** AIM OF THE EXERCISE **
In the records below, one line contains "[spot] the pale". Print that line and every line after it exactly, down to the final one.

** GIVEN DATA **

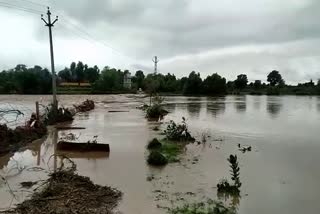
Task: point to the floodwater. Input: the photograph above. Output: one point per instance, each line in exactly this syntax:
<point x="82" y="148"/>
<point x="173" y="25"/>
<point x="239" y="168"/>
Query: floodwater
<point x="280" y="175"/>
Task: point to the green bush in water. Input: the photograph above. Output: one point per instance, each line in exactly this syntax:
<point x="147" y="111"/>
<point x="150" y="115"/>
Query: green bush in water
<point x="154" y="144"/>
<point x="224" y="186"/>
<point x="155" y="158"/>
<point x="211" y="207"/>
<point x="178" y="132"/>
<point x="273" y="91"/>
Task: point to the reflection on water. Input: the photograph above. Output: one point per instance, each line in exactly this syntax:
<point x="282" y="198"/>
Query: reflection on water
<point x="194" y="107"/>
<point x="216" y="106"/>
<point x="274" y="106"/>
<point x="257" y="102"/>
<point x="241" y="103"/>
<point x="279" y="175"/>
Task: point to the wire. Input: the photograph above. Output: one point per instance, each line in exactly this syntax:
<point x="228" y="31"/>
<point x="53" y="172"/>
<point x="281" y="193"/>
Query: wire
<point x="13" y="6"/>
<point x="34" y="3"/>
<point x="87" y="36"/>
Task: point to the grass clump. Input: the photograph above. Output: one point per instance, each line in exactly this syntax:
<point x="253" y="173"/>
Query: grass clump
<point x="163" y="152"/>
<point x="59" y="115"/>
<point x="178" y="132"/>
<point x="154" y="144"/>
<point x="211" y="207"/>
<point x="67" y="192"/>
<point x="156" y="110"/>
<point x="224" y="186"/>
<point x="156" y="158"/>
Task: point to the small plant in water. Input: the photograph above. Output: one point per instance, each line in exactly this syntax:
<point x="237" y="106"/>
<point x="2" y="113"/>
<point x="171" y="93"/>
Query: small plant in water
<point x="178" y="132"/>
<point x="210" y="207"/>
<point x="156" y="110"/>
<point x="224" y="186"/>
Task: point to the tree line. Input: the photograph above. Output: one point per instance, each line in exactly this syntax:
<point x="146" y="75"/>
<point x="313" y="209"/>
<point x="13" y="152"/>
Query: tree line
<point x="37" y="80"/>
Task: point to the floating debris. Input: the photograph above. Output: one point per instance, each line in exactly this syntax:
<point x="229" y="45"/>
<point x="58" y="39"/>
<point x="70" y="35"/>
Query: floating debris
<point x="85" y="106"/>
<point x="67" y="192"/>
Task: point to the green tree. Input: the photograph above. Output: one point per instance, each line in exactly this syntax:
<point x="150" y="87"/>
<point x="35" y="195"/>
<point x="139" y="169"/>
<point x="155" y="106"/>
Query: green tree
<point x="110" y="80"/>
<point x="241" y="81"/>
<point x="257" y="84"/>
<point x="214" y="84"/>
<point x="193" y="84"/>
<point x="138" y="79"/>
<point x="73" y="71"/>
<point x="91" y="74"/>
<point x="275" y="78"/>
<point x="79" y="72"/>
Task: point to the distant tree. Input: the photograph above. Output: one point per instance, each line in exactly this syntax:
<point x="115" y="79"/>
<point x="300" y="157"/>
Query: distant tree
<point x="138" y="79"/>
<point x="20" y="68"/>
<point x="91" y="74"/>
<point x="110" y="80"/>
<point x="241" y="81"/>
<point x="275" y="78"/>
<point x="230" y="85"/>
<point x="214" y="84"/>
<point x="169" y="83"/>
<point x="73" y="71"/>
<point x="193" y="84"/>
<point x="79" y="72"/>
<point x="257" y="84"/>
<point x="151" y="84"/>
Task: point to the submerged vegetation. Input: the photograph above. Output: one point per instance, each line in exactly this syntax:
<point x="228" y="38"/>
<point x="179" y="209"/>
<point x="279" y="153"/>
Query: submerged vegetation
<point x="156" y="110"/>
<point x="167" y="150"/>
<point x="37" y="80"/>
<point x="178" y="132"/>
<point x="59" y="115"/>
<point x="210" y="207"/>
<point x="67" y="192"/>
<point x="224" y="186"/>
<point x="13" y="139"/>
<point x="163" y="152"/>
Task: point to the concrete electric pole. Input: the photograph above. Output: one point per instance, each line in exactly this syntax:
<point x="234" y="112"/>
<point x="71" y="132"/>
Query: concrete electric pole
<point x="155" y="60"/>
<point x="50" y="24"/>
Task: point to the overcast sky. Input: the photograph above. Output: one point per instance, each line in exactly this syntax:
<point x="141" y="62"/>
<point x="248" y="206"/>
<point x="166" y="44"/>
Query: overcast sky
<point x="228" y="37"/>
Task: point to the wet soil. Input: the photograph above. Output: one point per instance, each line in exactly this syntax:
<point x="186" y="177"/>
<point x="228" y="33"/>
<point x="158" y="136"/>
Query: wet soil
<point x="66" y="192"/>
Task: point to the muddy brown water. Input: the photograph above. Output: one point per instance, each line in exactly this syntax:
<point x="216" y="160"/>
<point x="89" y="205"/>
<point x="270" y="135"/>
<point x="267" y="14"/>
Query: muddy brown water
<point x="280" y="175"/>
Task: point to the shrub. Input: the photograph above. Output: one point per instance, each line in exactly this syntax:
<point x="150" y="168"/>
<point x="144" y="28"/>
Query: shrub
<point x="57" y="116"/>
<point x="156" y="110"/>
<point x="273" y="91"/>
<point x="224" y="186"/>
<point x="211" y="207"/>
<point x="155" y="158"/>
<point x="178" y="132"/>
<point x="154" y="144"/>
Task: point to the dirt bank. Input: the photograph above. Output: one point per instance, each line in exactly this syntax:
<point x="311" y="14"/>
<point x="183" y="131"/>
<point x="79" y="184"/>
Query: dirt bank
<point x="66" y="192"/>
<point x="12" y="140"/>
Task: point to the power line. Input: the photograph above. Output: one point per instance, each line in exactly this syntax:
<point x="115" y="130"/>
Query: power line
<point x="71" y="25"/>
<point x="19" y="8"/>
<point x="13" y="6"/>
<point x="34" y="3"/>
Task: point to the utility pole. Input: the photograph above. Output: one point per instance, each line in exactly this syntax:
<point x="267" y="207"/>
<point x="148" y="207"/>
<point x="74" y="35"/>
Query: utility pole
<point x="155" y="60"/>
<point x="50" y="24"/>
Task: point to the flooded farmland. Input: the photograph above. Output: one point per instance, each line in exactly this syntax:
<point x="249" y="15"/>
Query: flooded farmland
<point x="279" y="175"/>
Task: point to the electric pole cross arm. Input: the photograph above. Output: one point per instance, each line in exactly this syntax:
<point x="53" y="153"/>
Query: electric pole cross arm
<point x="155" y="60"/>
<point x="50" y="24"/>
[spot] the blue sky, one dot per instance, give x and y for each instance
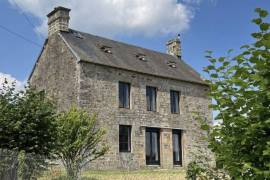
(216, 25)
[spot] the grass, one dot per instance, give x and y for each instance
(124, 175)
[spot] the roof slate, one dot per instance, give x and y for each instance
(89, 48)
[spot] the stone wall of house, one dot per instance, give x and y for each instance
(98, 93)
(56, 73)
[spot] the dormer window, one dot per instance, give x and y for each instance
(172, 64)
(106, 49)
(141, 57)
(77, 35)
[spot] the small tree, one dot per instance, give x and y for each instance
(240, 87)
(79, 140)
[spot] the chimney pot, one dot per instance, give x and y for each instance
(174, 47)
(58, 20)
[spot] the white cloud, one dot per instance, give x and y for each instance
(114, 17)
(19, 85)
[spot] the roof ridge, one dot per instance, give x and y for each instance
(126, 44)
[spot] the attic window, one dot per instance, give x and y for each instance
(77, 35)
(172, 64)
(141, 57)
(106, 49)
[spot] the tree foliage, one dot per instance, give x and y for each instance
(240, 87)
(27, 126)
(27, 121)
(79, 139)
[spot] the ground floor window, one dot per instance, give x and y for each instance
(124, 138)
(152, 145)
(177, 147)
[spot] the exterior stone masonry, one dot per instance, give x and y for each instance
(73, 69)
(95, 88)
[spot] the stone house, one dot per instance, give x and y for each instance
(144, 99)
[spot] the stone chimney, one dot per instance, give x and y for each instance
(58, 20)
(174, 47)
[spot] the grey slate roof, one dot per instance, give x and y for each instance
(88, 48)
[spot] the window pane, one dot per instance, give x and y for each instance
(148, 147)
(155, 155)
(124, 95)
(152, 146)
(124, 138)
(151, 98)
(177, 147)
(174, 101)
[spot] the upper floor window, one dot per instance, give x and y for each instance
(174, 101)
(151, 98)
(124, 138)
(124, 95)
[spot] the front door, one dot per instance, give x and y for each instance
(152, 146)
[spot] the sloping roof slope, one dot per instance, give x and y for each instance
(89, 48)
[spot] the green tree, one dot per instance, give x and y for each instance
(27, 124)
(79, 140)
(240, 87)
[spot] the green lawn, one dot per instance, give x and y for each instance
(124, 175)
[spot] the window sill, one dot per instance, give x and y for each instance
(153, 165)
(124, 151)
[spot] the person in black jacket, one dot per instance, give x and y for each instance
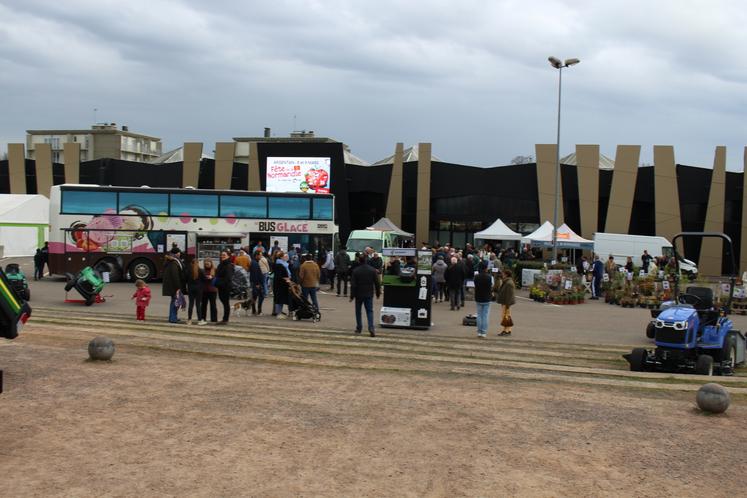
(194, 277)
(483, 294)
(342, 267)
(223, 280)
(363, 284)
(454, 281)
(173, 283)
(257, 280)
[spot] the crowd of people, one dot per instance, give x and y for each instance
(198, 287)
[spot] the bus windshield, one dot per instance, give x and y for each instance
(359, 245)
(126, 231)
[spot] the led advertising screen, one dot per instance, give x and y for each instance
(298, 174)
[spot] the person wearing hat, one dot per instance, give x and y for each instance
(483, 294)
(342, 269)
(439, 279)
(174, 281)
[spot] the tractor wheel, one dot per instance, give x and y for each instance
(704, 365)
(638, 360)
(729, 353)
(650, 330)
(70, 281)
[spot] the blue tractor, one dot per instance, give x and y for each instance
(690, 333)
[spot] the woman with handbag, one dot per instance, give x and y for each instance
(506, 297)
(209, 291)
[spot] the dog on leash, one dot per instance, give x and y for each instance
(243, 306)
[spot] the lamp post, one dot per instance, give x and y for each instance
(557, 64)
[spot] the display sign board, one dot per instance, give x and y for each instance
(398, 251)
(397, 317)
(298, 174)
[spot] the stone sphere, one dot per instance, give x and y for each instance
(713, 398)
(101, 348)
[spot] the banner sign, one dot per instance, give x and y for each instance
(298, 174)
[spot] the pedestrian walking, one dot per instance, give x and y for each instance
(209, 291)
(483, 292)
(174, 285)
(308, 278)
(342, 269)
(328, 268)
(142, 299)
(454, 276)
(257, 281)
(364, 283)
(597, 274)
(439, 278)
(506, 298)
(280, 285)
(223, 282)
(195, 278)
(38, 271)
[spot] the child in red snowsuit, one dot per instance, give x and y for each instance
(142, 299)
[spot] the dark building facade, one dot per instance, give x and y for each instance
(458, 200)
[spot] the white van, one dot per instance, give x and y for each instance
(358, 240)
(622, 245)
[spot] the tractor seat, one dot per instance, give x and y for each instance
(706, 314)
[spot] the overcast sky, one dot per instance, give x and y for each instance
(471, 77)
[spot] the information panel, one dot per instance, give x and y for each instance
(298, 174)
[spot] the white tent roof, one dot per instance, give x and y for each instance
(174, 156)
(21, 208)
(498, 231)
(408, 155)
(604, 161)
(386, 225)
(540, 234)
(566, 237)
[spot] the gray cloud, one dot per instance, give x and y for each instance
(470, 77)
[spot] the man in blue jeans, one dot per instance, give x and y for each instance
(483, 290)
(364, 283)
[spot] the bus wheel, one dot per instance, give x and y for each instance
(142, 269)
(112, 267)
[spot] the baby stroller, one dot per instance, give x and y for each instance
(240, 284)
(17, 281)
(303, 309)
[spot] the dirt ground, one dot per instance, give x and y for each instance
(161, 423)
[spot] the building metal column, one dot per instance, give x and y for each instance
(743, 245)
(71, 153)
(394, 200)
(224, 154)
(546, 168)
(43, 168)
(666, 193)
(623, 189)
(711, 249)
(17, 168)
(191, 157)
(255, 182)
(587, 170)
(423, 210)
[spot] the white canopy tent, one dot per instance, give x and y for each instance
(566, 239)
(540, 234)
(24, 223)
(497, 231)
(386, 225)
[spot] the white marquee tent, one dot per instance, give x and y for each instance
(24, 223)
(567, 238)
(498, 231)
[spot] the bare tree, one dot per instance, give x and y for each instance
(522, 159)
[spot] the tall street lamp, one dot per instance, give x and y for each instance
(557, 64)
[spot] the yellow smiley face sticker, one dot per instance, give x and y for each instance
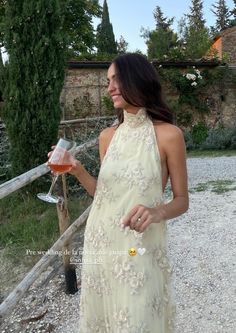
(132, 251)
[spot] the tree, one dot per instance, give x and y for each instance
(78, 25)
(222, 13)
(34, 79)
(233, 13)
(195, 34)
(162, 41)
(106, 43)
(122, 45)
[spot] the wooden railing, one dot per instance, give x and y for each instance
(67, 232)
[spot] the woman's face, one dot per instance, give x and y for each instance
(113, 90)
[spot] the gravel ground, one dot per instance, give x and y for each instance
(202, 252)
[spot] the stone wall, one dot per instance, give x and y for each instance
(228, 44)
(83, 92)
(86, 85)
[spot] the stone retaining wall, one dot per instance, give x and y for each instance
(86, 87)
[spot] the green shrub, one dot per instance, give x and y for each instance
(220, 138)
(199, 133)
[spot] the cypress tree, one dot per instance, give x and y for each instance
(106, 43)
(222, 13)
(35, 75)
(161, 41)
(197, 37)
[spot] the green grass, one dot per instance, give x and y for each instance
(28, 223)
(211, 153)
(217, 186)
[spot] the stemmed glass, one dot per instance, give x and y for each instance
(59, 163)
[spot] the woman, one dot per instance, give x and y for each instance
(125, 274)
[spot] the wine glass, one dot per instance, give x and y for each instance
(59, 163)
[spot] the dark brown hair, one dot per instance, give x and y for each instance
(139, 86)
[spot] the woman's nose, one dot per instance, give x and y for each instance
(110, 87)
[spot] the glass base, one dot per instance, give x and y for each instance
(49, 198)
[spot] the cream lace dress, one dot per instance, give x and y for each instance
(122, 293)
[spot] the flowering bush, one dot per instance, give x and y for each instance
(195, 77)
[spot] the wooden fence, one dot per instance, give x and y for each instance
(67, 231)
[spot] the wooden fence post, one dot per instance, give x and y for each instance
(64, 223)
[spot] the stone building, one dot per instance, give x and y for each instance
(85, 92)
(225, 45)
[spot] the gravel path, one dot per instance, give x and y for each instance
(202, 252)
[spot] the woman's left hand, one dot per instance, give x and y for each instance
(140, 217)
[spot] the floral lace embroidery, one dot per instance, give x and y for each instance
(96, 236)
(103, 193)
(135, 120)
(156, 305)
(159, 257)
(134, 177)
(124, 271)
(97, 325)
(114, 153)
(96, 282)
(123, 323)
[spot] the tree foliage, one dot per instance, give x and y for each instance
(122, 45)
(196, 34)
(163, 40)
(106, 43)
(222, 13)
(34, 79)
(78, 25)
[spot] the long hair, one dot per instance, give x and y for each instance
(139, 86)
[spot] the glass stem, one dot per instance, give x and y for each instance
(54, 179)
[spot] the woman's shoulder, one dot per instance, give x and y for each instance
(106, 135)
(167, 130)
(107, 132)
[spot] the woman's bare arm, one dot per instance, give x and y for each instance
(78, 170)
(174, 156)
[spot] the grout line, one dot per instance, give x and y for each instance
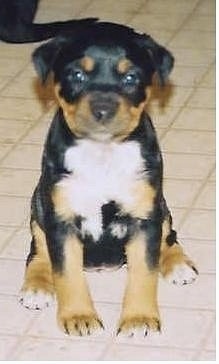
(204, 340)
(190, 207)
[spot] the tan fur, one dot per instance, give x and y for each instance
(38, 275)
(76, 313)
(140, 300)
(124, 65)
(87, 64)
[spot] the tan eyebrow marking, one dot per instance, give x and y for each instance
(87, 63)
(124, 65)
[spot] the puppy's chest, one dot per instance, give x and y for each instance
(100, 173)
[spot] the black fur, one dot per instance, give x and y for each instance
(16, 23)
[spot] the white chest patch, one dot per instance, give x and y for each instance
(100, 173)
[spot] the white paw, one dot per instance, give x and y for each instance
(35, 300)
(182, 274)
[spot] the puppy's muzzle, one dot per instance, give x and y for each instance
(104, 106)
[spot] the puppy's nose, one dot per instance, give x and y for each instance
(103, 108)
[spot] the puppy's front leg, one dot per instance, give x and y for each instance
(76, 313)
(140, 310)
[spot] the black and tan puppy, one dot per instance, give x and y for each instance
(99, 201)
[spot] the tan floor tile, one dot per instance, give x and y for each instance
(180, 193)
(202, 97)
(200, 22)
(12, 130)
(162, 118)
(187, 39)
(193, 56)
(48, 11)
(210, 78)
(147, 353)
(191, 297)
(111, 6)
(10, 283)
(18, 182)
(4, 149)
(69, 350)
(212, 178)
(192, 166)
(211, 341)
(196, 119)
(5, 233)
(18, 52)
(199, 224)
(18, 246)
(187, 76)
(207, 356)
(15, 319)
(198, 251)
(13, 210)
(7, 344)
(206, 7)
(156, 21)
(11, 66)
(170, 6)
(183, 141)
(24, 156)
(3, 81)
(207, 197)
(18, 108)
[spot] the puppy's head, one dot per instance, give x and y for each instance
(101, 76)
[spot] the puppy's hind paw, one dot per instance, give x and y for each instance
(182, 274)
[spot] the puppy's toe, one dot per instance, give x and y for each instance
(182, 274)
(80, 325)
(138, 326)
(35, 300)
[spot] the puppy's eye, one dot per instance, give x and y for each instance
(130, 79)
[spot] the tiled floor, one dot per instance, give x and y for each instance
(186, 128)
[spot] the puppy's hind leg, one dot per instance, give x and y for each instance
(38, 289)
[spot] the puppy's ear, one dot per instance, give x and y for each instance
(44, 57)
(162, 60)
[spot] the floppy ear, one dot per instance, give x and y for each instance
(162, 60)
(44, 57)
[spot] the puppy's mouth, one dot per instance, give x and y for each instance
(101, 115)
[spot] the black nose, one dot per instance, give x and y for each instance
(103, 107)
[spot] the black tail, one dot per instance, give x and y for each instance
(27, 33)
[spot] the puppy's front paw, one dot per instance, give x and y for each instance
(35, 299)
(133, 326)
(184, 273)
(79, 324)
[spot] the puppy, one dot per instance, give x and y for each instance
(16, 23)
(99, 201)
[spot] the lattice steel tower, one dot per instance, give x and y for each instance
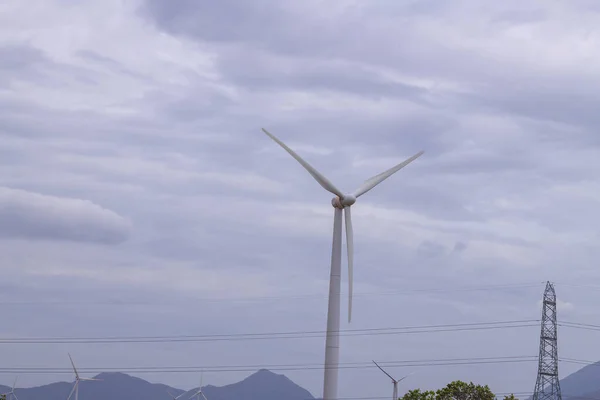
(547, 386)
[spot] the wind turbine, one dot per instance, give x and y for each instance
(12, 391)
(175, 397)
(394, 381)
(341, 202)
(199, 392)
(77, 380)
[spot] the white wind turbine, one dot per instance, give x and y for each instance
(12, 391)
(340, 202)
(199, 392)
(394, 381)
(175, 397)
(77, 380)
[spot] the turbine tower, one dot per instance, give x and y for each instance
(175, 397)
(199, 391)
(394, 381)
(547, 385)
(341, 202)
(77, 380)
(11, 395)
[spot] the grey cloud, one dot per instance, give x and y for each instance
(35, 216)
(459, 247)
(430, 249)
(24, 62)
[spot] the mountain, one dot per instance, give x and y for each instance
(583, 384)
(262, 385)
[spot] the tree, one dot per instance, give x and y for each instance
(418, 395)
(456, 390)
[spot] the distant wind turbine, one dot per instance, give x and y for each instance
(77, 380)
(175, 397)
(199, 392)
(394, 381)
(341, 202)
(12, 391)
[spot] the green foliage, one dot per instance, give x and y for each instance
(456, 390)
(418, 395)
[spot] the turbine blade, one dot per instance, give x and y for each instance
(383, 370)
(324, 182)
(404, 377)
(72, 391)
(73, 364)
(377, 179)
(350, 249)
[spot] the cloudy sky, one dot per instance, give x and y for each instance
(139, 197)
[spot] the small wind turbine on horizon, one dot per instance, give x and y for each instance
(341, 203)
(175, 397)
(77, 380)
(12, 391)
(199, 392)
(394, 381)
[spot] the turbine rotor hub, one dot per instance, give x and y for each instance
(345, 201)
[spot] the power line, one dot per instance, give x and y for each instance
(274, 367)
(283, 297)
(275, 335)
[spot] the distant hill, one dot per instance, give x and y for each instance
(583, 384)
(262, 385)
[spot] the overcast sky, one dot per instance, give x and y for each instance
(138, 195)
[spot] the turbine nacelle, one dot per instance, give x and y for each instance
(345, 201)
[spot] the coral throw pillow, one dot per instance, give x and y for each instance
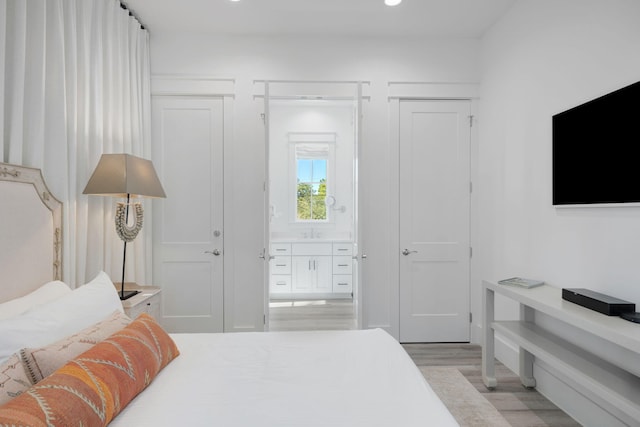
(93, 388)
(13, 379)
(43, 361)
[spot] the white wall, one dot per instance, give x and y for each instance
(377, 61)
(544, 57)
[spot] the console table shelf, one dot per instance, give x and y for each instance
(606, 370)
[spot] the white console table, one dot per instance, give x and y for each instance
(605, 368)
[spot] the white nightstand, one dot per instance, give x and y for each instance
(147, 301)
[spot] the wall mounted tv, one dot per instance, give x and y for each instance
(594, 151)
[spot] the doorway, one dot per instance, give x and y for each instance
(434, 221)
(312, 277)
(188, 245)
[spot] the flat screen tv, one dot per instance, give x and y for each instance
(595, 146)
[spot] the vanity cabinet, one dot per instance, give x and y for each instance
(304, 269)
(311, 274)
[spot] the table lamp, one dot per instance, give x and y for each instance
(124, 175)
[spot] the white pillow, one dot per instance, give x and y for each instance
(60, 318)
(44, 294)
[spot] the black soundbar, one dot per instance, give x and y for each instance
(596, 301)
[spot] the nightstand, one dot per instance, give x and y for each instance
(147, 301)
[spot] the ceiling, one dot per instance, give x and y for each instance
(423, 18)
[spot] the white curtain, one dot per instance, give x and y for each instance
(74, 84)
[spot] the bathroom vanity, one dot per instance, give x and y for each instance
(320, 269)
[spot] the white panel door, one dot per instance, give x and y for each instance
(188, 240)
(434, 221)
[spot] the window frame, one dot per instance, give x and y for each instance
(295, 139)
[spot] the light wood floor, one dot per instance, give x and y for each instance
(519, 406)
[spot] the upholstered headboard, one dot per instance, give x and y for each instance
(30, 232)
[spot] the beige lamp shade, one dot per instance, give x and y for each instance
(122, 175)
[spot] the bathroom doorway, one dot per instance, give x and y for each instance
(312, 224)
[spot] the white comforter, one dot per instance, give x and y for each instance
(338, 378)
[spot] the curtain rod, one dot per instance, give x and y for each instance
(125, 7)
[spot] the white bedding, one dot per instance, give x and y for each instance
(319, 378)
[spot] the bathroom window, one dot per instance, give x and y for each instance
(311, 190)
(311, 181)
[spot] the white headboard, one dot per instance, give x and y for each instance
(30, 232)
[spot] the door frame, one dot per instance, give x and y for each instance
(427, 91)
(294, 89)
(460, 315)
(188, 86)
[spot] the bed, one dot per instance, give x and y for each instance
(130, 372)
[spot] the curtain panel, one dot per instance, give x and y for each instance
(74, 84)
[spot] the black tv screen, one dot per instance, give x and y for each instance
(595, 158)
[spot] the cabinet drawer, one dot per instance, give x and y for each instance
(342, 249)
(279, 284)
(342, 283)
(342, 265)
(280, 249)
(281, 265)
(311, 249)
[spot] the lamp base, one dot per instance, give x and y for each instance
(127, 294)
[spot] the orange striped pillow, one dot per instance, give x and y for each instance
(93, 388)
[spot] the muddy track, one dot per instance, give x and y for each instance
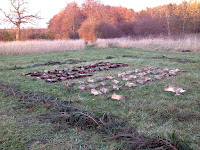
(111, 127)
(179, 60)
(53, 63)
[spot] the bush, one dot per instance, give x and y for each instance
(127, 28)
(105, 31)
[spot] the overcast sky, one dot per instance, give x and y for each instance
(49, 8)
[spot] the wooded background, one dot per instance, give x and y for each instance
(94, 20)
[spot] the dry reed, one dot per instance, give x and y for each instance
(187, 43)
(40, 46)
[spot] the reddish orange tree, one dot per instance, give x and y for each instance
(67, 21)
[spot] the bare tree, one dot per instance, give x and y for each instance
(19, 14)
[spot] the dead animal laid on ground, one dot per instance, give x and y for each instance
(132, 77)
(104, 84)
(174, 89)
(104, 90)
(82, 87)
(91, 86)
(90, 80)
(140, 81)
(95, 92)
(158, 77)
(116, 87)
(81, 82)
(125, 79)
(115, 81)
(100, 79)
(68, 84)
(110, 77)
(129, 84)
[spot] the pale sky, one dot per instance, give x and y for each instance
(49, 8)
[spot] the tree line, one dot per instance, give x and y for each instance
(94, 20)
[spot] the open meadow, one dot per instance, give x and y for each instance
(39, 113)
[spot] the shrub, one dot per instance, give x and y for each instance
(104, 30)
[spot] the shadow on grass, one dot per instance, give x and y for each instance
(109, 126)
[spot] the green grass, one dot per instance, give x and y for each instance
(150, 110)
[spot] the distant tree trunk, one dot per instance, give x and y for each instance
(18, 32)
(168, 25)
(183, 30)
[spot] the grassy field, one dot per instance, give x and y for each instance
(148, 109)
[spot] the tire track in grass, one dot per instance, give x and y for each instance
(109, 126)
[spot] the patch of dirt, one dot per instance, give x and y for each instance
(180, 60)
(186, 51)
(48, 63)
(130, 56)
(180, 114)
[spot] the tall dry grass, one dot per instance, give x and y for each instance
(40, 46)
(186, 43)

** RESULT **
[spot] the pale sky, one dot per instance, give x and y for each instance
(49, 8)
[spot] the tree line, one dot per instance, give x and y for each instance
(94, 20)
[spot] the open meadow, one dot per instance, give x and y for each instance
(39, 113)
[spot] the shrub, one dot per instance, give x and y for each instance
(104, 30)
[spot] the shadow on grass, one dot per instance, give x and y for each instance
(109, 126)
[spot] the green grass, one dot per instance, give x and y for each instance
(150, 110)
[spot] the distant tree trunk, one dot per instance, give x and y for each instance
(18, 32)
(168, 25)
(183, 30)
[spot] the grassy field, one dot per instance, give x and y for each instance
(148, 109)
[spot] the tire track in grass, one dot per instance, give x and y for each instance
(109, 126)
[spot] the patch of dirt, one dot per instance, give x and y for each instance
(180, 60)
(186, 51)
(48, 63)
(130, 56)
(180, 114)
[spot] the tall dry grass, one dot per instance, give x and y for each instance
(40, 46)
(186, 43)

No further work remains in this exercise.